Produce an exact copy of the lines from the line containing "TARGET = green shrub" through the last line of the entries below, and only those lines.

Object point labels:

+ + + + +

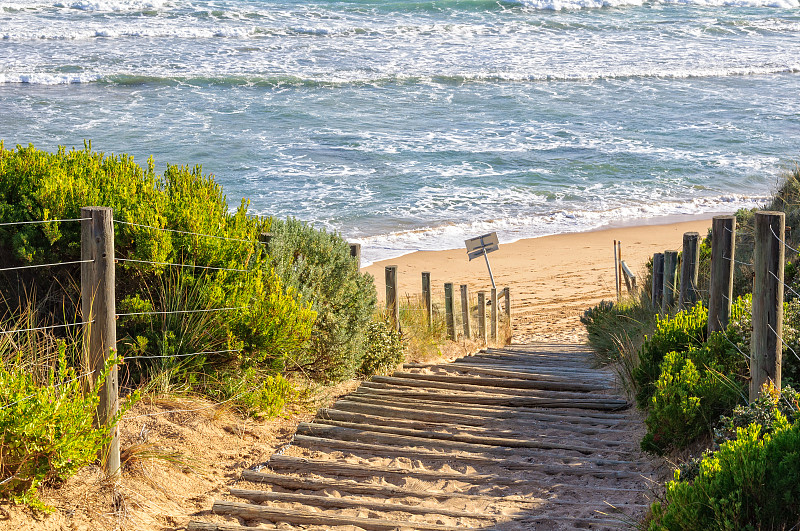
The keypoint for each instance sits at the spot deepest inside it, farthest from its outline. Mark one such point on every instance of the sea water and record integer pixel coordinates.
(411, 125)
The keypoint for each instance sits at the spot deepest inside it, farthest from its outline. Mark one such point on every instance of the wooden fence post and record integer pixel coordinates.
(768, 263)
(355, 252)
(465, 310)
(493, 323)
(426, 297)
(98, 308)
(392, 300)
(723, 247)
(482, 316)
(657, 290)
(507, 308)
(670, 272)
(448, 311)
(690, 263)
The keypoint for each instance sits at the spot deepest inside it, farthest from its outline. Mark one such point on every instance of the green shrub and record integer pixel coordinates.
(693, 390)
(750, 483)
(385, 348)
(611, 326)
(46, 431)
(678, 333)
(317, 266)
(272, 322)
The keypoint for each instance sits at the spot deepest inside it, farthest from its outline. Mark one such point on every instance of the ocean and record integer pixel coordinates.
(410, 125)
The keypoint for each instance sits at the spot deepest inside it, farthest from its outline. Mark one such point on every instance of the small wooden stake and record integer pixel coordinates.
(670, 273)
(465, 310)
(690, 263)
(355, 252)
(768, 262)
(657, 291)
(494, 314)
(482, 316)
(426, 297)
(723, 243)
(98, 307)
(392, 300)
(448, 311)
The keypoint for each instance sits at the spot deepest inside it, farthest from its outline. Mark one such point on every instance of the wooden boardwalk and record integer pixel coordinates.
(526, 437)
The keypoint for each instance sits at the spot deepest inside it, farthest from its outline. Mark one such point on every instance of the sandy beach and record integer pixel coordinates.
(553, 279)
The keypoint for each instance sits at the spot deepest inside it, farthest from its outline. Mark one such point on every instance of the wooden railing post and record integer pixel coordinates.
(482, 316)
(657, 290)
(465, 310)
(392, 300)
(355, 252)
(690, 263)
(98, 308)
(426, 298)
(670, 272)
(493, 323)
(448, 311)
(723, 247)
(768, 263)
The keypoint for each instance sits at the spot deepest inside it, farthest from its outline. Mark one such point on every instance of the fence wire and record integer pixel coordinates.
(186, 232)
(169, 264)
(48, 327)
(46, 265)
(39, 222)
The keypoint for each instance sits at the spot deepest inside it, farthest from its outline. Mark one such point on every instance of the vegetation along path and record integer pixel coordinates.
(525, 437)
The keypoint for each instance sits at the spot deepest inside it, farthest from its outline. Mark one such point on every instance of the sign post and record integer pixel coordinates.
(482, 246)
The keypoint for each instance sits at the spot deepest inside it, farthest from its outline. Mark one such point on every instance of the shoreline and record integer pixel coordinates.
(553, 279)
(666, 219)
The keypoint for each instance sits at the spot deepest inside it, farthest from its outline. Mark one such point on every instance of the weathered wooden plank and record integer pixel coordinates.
(496, 412)
(301, 465)
(306, 483)
(491, 445)
(387, 382)
(460, 434)
(253, 512)
(330, 502)
(498, 370)
(510, 401)
(564, 465)
(508, 383)
(357, 412)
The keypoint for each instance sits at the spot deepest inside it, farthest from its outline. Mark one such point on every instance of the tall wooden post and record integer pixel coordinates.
(392, 300)
(426, 297)
(616, 272)
(465, 310)
(355, 252)
(690, 263)
(670, 273)
(493, 323)
(723, 247)
(768, 263)
(98, 308)
(448, 311)
(482, 316)
(507, 308)
(657, 291)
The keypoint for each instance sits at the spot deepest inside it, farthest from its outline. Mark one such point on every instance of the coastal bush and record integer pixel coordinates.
(675, 333)
(611, 327)
(317, 266)
(694, 388)
(385, 348)
(46, 426)
(751, 482)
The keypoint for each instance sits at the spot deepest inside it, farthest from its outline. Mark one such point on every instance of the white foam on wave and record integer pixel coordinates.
(114, 5)
(452, 235)
(48, 79)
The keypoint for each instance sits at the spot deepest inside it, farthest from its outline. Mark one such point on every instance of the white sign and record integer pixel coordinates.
(482, 244)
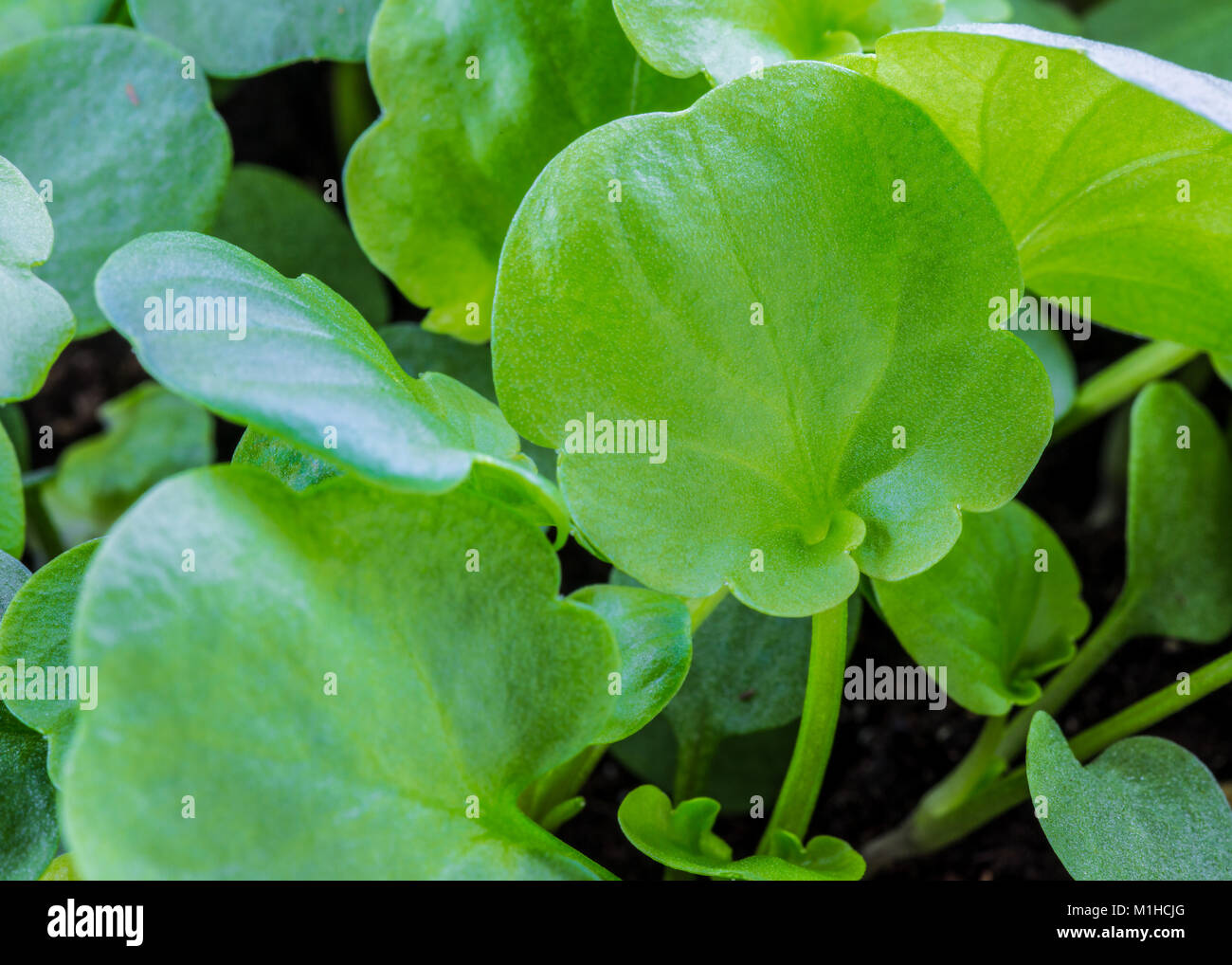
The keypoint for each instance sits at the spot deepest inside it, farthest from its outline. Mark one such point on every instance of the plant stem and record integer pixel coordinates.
(924, 833)
(559, 784)
(1116, 628)
(826, 660)
(1120, 381)
(969, 774)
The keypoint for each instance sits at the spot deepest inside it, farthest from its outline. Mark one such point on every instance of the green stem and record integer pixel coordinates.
(1120, 381)
(542, 800)
(971, 773)
(826, 660)
(1152, 709)
(693, 764)
(924, 833)
(1107, 639)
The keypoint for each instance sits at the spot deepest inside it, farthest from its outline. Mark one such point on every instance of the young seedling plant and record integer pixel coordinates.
(777, 306)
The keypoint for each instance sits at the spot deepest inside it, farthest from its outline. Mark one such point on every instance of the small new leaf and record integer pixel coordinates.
(1145, 810)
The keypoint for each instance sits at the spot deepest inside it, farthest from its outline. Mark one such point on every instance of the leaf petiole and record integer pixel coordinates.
(1116, 383)
(826, 661)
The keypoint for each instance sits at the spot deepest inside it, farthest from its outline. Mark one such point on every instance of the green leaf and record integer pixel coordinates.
(20, 20)
(12, 578)
(36, 628)
(1145, 810)
(1091, 153)
(740, 767)
(444, 692)
(136, 149)
(432, 186)
(291, 464)
(1003, 608)
(780, 436)
(681, 838)
(235, 38)
(28, 832)
(148, 435)
(1194, 33)
(1178, 530)
(728, 38)
(36, 323)
(1046, 15)
(419, 350)
(61, 870)
(747, 676)
(291, 228)
(300, 364)
(12, 501)
(1050, 348)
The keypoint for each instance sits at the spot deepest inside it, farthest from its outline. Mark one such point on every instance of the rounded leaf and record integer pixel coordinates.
(1120, 198)
(385, 731)
(288, 226)
(732, 37)
(1178, 526)
(136, 149)
(476, 99)
(36, 628)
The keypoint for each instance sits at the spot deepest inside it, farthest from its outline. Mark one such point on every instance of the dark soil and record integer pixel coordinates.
(886, 755)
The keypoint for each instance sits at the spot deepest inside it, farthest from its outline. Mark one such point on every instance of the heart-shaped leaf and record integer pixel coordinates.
(20, 20)
(148, 435)
(732, 37)
(36, 628)
(476, 100)
(1001, 609)
(12, 501)
(28, 832)
(1178, 530)
(136, 149)
(1146, 809)
(294, 358)
(776, 309)
(390, 729)
(681, 838)
(1120, 198)
(292, 229)
(1194, 33)
(36, 323)
(235, 38)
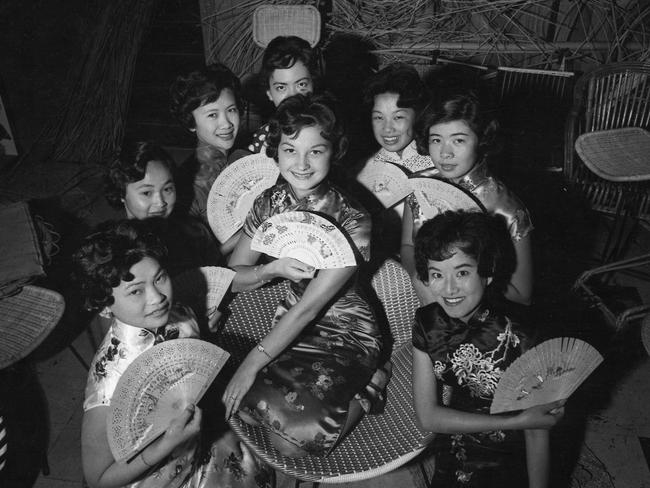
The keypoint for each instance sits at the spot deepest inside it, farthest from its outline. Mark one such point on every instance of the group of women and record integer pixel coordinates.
(319, 369)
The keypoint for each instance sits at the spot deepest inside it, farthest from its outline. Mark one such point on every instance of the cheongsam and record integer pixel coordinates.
(303, 395)
(470, 358)
(493, 195)
(221, 464)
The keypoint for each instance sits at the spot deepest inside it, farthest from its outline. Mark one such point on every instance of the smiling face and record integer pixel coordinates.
(286, 82)
(304, 160)
(456, 284)
(146, 300)
(392, 125)
(217, 123)
(152, 196)
(453, 148)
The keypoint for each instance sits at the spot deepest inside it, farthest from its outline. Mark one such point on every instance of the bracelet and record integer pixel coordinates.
(256, 270)
(262, 349)
(145, 462)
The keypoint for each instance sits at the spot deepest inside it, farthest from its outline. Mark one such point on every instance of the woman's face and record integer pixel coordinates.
(286, 82)
(453, 148)
(217, 123)
(304, 159)
(152, 196)
(456, 284)
(146, 300)
(392, 125)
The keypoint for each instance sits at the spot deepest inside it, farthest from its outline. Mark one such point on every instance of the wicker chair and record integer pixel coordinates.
(610, 97)
(379, 443)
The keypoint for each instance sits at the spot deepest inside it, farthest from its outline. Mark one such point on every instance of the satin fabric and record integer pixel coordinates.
(304, 394)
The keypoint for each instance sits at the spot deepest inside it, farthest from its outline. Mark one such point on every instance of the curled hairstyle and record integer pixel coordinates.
(285, 51)
(399, 78)
(483, 237)
(105, 258)
(299, 111)
(200, 87)
(465, 107)
(131, 166)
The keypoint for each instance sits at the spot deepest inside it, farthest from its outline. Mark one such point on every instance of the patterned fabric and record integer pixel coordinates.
(304, 394)
(223, 465)
(470, 358)
(492, 193)
(258, 144)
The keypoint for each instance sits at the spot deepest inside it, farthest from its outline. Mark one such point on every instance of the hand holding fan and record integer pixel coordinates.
(436, 196)
(156, 388)
(551, 371)
(388, 183)
(305, 236)
(234, 191)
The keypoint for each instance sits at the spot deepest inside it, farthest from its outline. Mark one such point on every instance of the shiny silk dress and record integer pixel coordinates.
(303, 395)
(213, 462)
(470, 358)
(495, 197)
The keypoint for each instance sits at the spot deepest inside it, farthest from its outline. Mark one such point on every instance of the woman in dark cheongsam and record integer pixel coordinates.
(301, 380)
(465, 341)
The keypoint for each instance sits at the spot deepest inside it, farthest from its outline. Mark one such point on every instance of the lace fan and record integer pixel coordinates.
(551, 371)
(305, 236)
(234, 191)
(437, 196)
(154, 390)
(387, 182)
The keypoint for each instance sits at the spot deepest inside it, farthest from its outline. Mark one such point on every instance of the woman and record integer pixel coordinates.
(304, 380)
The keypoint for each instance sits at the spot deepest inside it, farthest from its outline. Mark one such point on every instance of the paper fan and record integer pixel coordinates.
(387, 182)
(234, 191)
(437, 196)
(207, 285)
(305, 236)
(551, 371)
(155, 389)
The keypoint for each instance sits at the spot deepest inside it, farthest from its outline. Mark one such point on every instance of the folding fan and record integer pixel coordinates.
(305, 236)
(234, 191)
(437, 196)
(386, 181)
(551, 371)
(156, 388)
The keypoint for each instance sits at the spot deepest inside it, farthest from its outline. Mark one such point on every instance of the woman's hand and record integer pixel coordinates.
(542, 416)
(238, 386)
(291, 269)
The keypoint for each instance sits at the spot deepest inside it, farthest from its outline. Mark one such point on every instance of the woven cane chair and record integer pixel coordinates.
(379, 443)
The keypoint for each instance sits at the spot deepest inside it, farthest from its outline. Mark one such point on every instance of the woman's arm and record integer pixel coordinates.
(520, 288)
(537, 457)
(249, 277)
(100, 468)
(318, 294)
(438, 418)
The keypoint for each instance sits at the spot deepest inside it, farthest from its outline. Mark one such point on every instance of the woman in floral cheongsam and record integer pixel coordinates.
(302, 378)
(465, 341)
(120, 272)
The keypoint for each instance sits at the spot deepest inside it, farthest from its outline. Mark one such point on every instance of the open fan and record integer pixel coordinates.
(551, 371)
(305, 236)
(437, 196)
(156, 388)
(387, 182)
(234, 191)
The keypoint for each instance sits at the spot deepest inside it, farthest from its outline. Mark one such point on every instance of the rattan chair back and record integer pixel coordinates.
(379, 443)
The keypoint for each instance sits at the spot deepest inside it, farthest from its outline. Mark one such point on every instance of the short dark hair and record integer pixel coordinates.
(399, 78)
(131, 166)
(480, 235)
(106, 256)
(299, 111)
(199, 87)
(285, 51)
(465, 107)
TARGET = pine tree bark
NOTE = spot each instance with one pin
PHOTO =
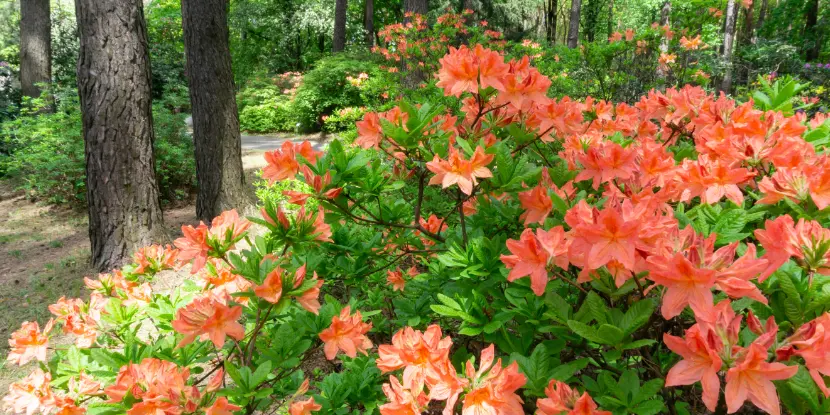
(35, 46)
(369, 22)
(573, 29)
(114, 90)
(415, 6)
(550, 20)
(339, 40)
(218, 145)
(811, 34)
(728, 45)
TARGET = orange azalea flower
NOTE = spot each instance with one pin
(223, 407)
(402, 401)
(560, 398)
(29, 343)
(610, 236)
(751, 378)
(532, 254)
(685, 284)
(207, 318)
(193, 246)
(812, 342)
(464, 70)
(457, 170)
(347, 333)
(283, 164)
(700, 363)
(31, 394)
(605, 162)
(690, 44)
(493, 388)
(271, 288)
(396, 279)
(305, 407)
(537, 205)
(155, 258)
(415, 351)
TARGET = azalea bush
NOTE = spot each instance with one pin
(509, 254)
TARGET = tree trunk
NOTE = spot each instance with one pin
(35, 46)
(339, 40)
(811, 34)
(369, 22)
(550, 20)
(216, 139)
(728, 45)
(415, 6)
(114, 90)
(573, 30)
(749, 28)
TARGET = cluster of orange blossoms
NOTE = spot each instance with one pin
(635, 232)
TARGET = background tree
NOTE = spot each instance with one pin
(573, 29)
(728, 45)
(369, 22)
(35, 46)
(339, 40)
(114, 91)
(213, 98)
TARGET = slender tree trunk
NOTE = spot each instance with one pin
(114, 89)
(811, 33)
(369, 22)
(573, 30)
(749, 28)
(414, 75)
(35, 46)
(339, 40)
(213, 99)
(762, 15)
(610, 17)
(415, 6)
(728, 45)
(551, 16)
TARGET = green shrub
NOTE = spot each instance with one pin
(44, 153)
(326, 89)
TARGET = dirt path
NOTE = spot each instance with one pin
(44, 250)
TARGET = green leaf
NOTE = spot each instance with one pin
(585, 331)
(637, 315)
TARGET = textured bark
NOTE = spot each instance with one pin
(573, 29)
(339, 40)
(369, 22)
(35, 46)
(728, 45)
(550, 20)
(215, 120)
(114, 89)
(811, 34)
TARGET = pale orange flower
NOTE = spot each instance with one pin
(223, 407)
(271, 288)
(347, 333)
(28, 343)
(493, 388)
(537, 205)
(31, 394)
(305, 407)
(690, 44)
(208, 318)
(751, 378)
(457, 170)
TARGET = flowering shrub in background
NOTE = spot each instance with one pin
(509, 254)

+ + + + +

### Output of the exercise
TARGET = green shrub
NOTE = spot each instance with one pin
(44, 153)
(326, 89)
TARGET = dirt path
NOTE = spot each instance with one pin
(44, 250)
TARGET = green leaf
NOTE = spot each instance with one pin
(585, 331)
(637, 315)
TARGET = textured bark
NOTE = spot each instance with one pin
(573, 29)
(339, 40)
(369, 22)
(35, 46)
(728, 45)
(550, 20)
(215, 120)
(114, 89)
(811, 34)
TARGET = pale orange flower
NOTE = spot each instance with one pin
(223, 407)
(271, 288)
(347, 333)
(28, 343)
(493, 388)
(537, 205)
(31, 394)
(305, 407)
(690, 44)
(208, 318)
(751, 378)
(457, 170)
TARGET = flowering shrub in background
NOTE = spot each instance with one pin
(509, 254)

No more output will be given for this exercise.